*** PROVIDED RECORDS ***

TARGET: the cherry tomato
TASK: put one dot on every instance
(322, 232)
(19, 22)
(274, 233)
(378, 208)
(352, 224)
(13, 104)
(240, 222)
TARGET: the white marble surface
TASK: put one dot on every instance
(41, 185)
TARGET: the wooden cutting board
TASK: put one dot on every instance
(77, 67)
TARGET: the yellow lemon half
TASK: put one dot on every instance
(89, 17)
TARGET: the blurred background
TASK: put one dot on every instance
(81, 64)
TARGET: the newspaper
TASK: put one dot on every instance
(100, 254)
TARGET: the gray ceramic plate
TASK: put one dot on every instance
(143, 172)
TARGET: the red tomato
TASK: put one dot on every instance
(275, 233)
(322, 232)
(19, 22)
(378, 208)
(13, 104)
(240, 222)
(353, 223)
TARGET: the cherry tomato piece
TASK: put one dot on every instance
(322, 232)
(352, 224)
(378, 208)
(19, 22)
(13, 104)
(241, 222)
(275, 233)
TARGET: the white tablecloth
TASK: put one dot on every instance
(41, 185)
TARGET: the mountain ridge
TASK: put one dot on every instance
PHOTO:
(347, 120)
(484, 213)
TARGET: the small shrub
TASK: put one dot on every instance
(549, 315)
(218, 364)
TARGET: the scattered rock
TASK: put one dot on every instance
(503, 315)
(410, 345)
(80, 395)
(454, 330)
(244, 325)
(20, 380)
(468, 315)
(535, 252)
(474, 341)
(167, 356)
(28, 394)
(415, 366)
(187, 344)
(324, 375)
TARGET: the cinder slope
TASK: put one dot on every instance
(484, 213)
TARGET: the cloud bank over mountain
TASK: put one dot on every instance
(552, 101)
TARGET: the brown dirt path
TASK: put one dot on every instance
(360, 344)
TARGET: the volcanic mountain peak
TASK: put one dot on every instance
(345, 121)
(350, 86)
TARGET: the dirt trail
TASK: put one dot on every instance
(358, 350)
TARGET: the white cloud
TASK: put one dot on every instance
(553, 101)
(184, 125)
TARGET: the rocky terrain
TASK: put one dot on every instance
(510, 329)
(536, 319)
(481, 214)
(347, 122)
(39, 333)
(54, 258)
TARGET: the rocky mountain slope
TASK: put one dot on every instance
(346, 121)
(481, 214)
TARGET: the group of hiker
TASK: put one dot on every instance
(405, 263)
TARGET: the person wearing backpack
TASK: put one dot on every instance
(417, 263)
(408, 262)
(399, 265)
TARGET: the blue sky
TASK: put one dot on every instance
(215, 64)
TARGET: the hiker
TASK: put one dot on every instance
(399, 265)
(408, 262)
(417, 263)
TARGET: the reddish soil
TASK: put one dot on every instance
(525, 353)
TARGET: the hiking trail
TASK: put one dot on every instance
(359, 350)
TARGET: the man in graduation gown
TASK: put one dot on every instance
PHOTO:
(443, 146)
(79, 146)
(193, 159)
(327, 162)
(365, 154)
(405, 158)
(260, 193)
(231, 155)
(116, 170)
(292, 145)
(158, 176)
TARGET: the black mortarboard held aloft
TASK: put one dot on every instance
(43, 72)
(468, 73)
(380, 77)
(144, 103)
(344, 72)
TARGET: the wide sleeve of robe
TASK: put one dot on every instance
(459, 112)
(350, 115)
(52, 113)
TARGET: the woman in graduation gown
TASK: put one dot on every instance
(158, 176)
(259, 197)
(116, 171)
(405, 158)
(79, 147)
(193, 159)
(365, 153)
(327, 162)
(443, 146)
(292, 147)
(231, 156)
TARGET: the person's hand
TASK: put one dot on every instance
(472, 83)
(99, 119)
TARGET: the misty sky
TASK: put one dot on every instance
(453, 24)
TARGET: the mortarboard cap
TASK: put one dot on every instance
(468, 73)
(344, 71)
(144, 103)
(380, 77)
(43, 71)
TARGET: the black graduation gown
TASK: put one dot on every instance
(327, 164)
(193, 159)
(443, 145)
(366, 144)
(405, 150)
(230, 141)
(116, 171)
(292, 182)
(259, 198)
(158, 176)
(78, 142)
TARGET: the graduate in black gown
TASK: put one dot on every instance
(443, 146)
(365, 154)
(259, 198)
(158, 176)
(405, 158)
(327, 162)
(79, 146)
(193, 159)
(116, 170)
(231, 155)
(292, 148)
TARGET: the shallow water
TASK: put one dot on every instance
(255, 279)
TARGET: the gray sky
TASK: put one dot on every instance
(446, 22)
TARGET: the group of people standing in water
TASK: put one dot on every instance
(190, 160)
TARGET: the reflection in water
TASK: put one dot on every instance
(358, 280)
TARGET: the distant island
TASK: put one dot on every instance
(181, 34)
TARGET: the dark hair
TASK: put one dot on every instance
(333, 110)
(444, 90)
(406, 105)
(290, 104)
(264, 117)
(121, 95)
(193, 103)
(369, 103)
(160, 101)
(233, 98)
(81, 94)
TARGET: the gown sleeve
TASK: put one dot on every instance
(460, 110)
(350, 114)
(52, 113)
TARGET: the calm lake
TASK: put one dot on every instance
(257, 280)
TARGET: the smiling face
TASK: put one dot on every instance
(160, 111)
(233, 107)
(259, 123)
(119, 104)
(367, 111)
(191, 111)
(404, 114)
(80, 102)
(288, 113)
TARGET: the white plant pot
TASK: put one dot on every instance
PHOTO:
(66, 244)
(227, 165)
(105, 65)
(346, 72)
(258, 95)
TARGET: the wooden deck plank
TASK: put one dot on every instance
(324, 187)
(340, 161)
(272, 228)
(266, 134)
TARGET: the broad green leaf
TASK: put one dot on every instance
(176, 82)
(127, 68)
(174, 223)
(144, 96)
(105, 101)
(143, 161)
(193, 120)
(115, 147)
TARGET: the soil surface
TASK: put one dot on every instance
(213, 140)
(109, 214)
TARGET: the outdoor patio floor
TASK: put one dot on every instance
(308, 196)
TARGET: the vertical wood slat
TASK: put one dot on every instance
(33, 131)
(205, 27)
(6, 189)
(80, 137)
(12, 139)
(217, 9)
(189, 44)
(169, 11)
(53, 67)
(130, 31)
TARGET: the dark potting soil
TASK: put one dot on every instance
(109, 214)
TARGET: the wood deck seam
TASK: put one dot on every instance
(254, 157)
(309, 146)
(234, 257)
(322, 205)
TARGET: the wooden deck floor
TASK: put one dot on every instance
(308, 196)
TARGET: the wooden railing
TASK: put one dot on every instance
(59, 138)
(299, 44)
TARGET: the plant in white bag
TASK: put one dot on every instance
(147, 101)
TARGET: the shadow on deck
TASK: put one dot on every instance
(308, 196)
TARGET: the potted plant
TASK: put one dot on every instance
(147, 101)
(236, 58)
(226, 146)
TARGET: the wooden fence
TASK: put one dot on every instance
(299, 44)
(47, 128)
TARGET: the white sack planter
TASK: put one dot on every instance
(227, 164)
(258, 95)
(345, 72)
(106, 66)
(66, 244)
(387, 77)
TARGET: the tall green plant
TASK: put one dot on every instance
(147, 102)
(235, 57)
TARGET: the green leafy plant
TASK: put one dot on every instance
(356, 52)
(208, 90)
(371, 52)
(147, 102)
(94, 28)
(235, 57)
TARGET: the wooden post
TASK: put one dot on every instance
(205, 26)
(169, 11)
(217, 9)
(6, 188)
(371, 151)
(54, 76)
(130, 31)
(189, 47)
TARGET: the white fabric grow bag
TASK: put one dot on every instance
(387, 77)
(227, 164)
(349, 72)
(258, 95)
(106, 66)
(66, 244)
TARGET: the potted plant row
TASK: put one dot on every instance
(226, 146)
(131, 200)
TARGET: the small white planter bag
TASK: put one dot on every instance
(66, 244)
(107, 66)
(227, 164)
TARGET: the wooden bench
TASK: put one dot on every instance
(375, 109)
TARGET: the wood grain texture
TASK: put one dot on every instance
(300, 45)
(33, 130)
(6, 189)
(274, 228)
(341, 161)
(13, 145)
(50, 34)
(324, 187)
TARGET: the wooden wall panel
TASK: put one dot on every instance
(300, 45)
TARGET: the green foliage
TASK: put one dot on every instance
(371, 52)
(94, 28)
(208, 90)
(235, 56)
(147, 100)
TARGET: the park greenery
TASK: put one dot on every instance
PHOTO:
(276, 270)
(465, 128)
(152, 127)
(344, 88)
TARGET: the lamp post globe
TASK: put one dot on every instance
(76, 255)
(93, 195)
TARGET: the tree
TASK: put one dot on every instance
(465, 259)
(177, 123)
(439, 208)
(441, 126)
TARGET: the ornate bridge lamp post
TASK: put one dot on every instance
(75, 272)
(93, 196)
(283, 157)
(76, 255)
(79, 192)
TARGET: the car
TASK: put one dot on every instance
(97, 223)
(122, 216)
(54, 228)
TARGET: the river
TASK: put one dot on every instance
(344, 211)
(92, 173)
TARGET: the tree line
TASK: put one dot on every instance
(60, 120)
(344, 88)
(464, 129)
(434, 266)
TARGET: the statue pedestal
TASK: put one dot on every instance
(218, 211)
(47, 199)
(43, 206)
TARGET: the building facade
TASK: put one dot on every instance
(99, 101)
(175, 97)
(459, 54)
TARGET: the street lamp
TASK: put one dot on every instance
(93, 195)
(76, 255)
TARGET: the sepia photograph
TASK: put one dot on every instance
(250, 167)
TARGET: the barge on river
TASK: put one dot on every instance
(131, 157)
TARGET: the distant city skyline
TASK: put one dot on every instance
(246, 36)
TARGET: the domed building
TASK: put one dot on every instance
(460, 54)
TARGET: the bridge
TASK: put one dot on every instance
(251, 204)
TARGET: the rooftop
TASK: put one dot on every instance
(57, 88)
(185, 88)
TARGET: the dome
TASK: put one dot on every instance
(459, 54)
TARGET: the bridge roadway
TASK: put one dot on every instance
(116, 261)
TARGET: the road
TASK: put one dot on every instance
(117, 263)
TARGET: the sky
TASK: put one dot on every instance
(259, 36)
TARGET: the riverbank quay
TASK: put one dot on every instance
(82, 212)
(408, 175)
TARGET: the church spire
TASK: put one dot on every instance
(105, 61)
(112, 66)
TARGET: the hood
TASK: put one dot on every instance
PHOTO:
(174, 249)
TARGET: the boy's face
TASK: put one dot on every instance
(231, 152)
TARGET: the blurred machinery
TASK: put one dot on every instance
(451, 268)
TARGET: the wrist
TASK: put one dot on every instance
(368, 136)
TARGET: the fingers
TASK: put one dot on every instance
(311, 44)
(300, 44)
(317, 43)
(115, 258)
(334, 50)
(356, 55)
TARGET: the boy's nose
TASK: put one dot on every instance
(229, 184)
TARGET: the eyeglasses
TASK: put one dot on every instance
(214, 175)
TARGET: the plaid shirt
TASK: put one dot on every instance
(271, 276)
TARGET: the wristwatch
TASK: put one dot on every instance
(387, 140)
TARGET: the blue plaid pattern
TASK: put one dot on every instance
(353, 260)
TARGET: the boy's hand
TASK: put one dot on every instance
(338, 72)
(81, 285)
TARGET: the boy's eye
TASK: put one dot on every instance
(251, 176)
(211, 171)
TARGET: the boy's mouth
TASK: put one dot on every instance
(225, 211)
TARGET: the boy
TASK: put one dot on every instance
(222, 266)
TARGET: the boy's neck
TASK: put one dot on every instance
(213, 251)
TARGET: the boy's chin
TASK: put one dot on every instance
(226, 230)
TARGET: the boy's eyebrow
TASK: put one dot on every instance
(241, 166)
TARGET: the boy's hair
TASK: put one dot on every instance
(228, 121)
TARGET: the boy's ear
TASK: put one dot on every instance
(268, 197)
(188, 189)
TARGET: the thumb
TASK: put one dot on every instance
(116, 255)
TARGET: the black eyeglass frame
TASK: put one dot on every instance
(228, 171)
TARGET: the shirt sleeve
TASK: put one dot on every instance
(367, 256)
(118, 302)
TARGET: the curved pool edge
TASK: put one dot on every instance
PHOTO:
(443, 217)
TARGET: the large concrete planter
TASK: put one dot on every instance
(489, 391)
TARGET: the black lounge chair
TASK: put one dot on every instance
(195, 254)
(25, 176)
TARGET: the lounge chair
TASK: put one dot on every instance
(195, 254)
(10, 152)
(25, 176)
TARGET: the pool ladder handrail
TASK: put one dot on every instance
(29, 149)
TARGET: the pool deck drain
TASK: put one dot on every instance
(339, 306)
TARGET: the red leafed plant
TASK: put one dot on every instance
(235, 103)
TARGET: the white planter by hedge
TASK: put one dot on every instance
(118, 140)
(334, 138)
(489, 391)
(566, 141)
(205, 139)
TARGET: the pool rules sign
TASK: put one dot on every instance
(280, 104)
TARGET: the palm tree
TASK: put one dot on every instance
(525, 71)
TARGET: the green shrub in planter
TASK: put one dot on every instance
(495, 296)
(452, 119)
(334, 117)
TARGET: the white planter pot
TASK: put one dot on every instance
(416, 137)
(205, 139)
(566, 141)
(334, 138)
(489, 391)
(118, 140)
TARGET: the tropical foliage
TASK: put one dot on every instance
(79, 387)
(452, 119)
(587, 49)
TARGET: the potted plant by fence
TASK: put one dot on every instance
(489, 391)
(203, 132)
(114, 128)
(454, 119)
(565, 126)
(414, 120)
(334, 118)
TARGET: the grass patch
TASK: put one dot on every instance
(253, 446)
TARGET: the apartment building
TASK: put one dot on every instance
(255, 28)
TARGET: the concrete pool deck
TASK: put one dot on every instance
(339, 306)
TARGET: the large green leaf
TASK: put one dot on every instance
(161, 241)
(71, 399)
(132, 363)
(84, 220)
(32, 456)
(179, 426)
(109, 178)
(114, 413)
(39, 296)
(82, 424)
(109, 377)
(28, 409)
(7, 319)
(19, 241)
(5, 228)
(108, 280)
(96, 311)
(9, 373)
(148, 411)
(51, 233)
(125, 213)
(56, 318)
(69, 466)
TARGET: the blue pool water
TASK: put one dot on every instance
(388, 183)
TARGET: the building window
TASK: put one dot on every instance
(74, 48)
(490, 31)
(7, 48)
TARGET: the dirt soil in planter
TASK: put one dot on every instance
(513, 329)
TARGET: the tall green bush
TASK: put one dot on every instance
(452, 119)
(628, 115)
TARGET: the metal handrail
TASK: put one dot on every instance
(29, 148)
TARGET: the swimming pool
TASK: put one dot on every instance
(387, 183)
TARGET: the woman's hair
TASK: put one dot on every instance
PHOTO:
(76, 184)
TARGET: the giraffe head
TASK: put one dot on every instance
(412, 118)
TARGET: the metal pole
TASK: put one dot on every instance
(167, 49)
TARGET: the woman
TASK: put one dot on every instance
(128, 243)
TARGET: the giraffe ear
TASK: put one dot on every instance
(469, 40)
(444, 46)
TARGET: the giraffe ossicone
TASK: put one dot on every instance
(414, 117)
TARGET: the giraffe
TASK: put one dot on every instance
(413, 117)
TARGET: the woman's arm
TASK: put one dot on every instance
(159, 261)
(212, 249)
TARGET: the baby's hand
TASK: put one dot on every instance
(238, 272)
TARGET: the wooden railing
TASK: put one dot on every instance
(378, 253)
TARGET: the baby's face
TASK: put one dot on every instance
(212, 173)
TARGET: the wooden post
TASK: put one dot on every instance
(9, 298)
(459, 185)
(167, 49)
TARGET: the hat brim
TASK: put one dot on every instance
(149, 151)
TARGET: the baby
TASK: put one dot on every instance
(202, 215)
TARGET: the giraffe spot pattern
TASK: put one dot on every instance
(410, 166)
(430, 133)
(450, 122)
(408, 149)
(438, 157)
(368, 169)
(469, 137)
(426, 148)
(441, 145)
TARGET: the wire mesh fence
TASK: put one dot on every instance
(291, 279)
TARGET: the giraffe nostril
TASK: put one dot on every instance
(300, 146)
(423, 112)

*** End of PROVIDED RECORDS ***

[YOUR GOAL]:
The answer should be one number, the count of lines in this material that include the word "cherry".

[REPLY TO THE EXERCISE]:
2